* Start INFORMATION SUPPLIED *

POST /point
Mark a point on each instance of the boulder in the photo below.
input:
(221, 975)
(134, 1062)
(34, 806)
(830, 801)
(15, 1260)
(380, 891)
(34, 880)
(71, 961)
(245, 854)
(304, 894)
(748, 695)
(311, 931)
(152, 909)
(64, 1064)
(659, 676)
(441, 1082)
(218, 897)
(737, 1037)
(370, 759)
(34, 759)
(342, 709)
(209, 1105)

* End INFORMATION SUPPLIED *

## TASK DETAILS
Please arrange each line of the material above as a numbered list, leaving out any blank lines.

## EXERCISE RESPONSE
1. POST /point
2. Mark a point on each instance of the boulder in the photo below.
3. input:
4. (221, 975)
5. (134, 1062)
6. (34, 806)
7. (830, 801)
8. (15, 1260)
9. (380, 891)
10. (34, 880)
11. (71, 961)
12. (245, 854)
13. (304, 894)
14. (748, 695)
15. (311, 931)
16. (152, 909)
17. (64, 1064)
18. (659, 676)
19. (441, 1082)
20. (218, 897)
21. (737, 1037)
22. (370, 759)
23. (34, 759)
24. (342, 709)
25. (209, 1105)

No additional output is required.